=== Document passage ===

[Feature] Implement DMA support

[BenkangPeng]

Related issue: coredac/CGRA-SoC#2

This PR introduces CgraDmaRTL which integrates the CGRA with a DMA engine, enabling direct memory transfers between external DRAM(don't implement now) and the CGRA's dataSPM.

[HobbitQia]

Hi @tancheng @BenkangPeng , I summarized two direction of DMA design as below:

• Rely on data controller

  • DMA is added as a new client of the DataMemControllerRTL, where data in the DMA engine communicates directly with the DataMemControllerRTL, and the logic for multiplexing SPM ports is also implemented in that module.

    To initiate DMA, the CPU can send dma_mvin or dma_mvout to the CGRA, after which the controller activates the DMA engine by sending start signals.

  • Pros: Keeps the controller clean; provides a faster path because data does not go through the controller.

  • Cons: Additional logic is required to feed DMA results into the control memory.

  

• All in controller

  • All decoding logic is handled in the controller. The logic for handling the logic port should still reside in the DataMemControllerRTL, since the data memory should have its own port multiplexing logic.

    The logic of packeting should also be implemented in the controller module.

  • Pros: Unifies control and data memory within the controller (the controller is already connected to both control and data memory).

  • Cons: Introduces complex control logic in the controller; results in a slower path.

=== Record excerpts ===

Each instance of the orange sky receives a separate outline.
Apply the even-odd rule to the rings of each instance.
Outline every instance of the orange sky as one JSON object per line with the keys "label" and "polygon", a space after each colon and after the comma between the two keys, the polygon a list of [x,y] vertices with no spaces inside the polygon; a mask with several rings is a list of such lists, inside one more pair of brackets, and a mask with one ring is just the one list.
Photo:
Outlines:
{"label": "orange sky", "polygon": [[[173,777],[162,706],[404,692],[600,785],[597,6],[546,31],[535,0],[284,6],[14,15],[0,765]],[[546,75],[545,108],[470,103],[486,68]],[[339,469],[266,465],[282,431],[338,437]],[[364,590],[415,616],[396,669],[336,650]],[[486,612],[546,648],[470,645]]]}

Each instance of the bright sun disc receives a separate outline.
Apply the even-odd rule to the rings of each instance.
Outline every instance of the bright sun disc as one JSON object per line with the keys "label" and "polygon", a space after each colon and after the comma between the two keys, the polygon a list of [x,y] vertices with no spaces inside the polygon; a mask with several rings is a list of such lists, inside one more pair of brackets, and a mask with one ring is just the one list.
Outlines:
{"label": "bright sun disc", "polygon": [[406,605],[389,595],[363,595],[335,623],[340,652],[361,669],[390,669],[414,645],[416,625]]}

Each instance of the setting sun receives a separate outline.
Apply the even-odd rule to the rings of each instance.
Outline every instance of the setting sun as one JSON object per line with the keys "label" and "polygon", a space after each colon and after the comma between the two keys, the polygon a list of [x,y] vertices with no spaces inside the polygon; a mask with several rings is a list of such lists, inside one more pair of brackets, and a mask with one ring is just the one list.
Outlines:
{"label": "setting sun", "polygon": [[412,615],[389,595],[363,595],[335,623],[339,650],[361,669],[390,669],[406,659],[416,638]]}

===

» Given exercise A: Scale the rows from the line with "Each instance of the setting" through the end of the rows, and reproduce every line in that span, requests included. Multiply each polygon vertex coordinate in the answers by 0.5 and round to the nearest whole number, with halves rounded up.
» Given exercise B: Extend the DMA support thread past its last sentence.

» Exercise output A:
Each instance of the setting sun receives a separate outline.
Apply the even-odd rule to the rings of each instance.
Outline every instance of the setting sun as one JSON object per line with the keys "label" and "polygon", a space after each colon and after the comma between the two keys, the polygon a list of [x,y] vertices with no spaces inside the polygon; a mask with several rings is a list of such lists, inside one more pair of brackets, and a mask with one ring is just the one list.
Outlines:
{"label": "setting sun", "polygon": [[206,308],[195,298],[182,298],[168,312],[170,325],[181,335],[195,335],[203,330],[208,319]]}

» Exercise output B:
I prefer the second method but I think there are still some logic should be written in DataMemControllerRTL. WDTY?

[tancheng]

Hi @HobbitQia, option 2 looks good to me. Though I am not sure what logic should be additionally in DataMemController?

[HobbitQia]

Hi @HobbitQia, option 2 looks good to me. Though I am not sure what logic should be additionally in DataMemController?

I am thinking if we want enable the concurrent running of DMA and traditional load/store, then we need to multiplex the port of Data SPM and I think this logic can be implemented in DataMemController. However, we can also transform the data from DRAM into packets and use the command like CMD_STORE_REQUEST or CMD_LOAD_REQUEST to send to SPM. Then we can entirely write our logic in controller but with higher latency. I think maybe the former method can have better performance with minimal addition to DataMemController.

[tancheng]

Hi @HobbitQia, option 2 looks good to me. Though I am not sure what logic should be additionally in DataMemController?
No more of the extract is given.